Materials provided
⟨
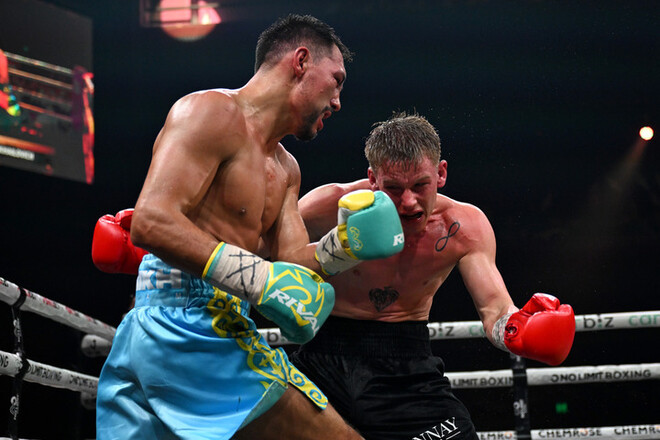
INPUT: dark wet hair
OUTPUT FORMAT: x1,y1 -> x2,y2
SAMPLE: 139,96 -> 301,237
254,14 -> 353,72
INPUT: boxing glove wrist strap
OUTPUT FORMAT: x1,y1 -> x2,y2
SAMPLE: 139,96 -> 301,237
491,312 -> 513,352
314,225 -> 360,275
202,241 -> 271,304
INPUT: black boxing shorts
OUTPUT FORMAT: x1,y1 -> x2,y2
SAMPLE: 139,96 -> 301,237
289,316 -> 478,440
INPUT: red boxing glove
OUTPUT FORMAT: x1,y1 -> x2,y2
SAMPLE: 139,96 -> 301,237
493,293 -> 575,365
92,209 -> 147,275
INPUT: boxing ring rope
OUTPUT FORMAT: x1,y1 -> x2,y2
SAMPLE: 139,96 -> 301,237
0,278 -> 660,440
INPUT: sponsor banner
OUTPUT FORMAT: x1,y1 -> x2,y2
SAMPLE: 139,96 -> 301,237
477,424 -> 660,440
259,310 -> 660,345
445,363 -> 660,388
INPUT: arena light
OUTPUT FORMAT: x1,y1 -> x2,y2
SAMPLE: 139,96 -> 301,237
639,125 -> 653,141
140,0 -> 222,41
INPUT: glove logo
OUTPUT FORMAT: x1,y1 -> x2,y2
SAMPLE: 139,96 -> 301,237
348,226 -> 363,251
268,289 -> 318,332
⟩
⟨
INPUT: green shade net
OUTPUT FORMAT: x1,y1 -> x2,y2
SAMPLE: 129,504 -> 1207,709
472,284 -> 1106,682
⟩
Reproduce the lines between the one holding "INPUT: sponsor banner" and the one holding "140,0 -> 222,41", inclusive. Switch "arena light" to "stadium light" and leave everything else in them unchanged.

INPUT: sponsor banner
OUTPUT FORMAT: x1,y1 -> x2,y2
SAMPLE: 139,96 -> 301,237
477,424 -> 660,440
259,310 -> 660,345
445,363 -> 660,388
INPUT: stadium light
OUTPUT FORMAT: x1,y1 -> x2,y2
SAMPLE: 139,96 -> 301,237
639,125 -> 653,141
140,0 -> 222,41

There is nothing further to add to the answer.